● **Aim of the task**: Would you write out the entries that follow word for word, omitting any images?

(Referring expression data)

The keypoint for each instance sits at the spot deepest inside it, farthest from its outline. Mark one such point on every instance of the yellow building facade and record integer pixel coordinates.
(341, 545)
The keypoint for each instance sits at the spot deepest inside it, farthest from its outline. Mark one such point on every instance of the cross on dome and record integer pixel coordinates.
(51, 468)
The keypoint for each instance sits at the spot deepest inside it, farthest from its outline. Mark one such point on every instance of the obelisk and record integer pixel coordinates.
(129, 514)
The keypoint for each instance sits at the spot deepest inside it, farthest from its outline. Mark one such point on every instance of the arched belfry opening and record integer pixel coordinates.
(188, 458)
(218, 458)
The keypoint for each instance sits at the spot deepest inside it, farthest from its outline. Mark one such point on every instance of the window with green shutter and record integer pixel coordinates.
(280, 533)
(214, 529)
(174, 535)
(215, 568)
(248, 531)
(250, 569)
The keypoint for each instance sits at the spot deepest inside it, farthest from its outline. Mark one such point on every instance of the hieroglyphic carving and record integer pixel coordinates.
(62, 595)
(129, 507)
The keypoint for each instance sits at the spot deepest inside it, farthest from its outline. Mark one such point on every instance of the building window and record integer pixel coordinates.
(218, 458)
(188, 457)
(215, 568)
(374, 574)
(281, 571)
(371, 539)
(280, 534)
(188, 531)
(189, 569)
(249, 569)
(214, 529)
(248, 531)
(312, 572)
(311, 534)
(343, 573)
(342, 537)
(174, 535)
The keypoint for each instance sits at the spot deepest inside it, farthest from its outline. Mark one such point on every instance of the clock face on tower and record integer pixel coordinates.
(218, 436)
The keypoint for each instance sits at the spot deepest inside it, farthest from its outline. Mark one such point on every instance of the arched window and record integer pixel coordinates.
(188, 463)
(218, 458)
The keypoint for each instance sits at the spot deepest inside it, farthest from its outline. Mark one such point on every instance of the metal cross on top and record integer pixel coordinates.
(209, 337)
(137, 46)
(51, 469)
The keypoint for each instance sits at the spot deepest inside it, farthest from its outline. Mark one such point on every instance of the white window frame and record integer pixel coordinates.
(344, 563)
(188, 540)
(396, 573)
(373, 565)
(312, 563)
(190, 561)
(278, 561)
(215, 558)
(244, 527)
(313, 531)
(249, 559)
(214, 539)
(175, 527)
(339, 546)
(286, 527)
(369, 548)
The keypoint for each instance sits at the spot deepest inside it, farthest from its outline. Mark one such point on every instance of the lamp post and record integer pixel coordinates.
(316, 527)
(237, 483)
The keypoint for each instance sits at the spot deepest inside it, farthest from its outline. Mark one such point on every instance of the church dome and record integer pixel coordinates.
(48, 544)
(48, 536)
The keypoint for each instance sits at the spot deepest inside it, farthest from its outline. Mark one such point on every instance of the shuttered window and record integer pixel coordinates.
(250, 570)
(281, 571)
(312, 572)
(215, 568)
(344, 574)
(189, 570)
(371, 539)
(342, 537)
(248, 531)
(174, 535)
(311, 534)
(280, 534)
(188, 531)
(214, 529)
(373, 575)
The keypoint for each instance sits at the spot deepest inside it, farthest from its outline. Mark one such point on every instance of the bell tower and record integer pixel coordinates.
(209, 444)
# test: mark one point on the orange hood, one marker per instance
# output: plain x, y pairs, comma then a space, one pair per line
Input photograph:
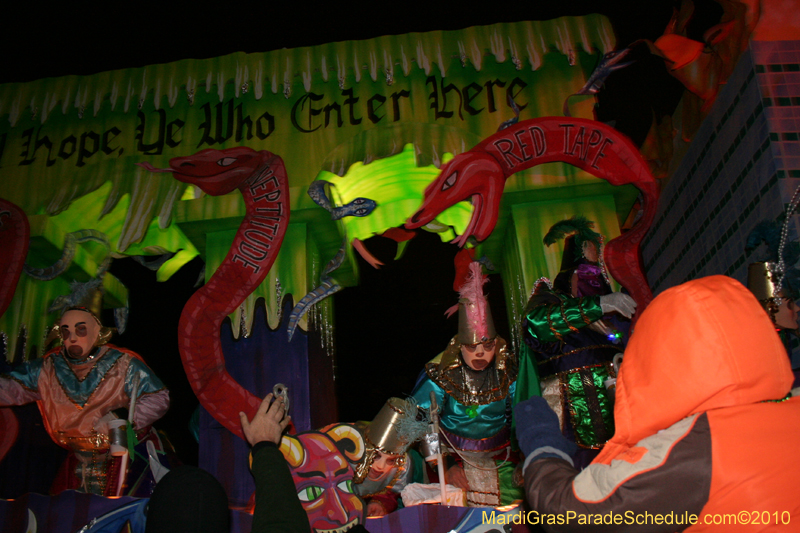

● **Exercise answer**:
The keypoint for each instance sits at the spot deepest inside it, farthest from its outline. Mark one such point on every instance of the yellow building facade and record integer pixel coordinates.
(341, 545)
The keypoint for each instance sits at the spot deepest inside it, farthest from its outline. Mark one such point on every instance of the cross on dome and record integer pixel coordinates.
(51, 468)
The keypoint for each instance sits at the spot deepest inside it, farthest from its outline. Mark one such point on every instance of the obelisk and record integer pixel coordinates.
(129, 514)
The keypoint for each instance sits at the spot deepest inside it, farthest from its outline. Mark one such point on every instance of the arched belfry opening and record integer pixel coordinates.
(188, 458)
(218, 458)
The keypoint for each instance sits at the spot deepest inside it, farthest from its outline. Mark one such point on every instance of the window with green shutter and record integer pixel coordinates.
(280, 533)
(214, 529)
(174, 535)
(215, 568)
(248, 531)
(250, 569)
The keypoint for each instance sits at the spot deepest inside it, farthest from its outline. Mark one such point on every instance of the hieroglyphic carving and record integer pixel coordinates.
(62, 595)
(129, 507)
The keypoint for each instance sits at the spot deepest inside it, farthest from its outline. Mark one such point on every instance of the building window and record integer pixel coordinates.
(218, 458)
(188, 457)
(215, 568)
(374, 574)
(281, 571)
(371, 539)
(280, 534)
(188, 531)
(189, 569)
(249, 569)
(214, 529)
(248, 531)
(312, 572)
(311, 534)
(343, 573)
(342, 537)
(174, 535)
The keypoint for each instance sits at the spot deepest inside it, farthest from its outline. Mark one such point on every instance of the clock face on tower and record integer pixel coordinates.
(218, 436)
The keypoint for each instance sits at the spot deepest inside it, farthest from its outline. Mark one such point on every instance of the arched window and record integer pixel coordinates.
(188, 463)
(218, 458)
The keypoint for each instance sits at the spot deepest inside it, farthest from its outline. Mark one such point on every instance of the metal cross on top and record integer pixel coordinates.
(209, 337)
(137, 46)
(51, 469)
The keypoint for each instance sits at the spot deepest inside it, farthest from its outline. Mark one such point on every instance of the white window frame and record integer pixel coordinates.
(344, 563)
(188, 540)
(396, 573)
(373, 565)
(312, 563)
(190, 561)
(278, 561)
(215, 558)
(244, 527)
(313, 531)
(249, 559)
(214, 539)
(175, 527)
(339, 546)
(286, 527)
(369, 548)
The keypoint for each instance sits at the spot deepest inside it, farthest from its outline. Mark one such point on every instance of the lamp post and record integer pixel coordinates.
(316, 527)
(237, 483)
The keypoint for each instance sits at the spot deepest inside it, farthest from its outline. Mark one such point on every instance of the church dome and record integer pixel coordinates.
(48, 544)
(48, 536)
The keypoint for each instance sits at the spot deepest inside it, farthest from its outline. Mark one such point on every instance of the shuttered window and record integer pixel coordinates.
(250, 570)
(281, 571)
(312, 572)
(215, 568)
(344, 574)
(189, 570)
(371, 539)
(342, 537)
(248, 531)
(174, 535)
(311, 534)
(280, 534)
(188, 531)
(214, 529)
(373, 575)
The keypoint for each instance sits at the spot deepest inside it, farthest from its outline. Mark one such point on every instance of the bell tower and record integer pixel coordinates.
(209, 444)
# test: mark one point on the orange hood, one marker per instance
# output: plain x, y pairs, comma then a space, one pair per line
Input photograph:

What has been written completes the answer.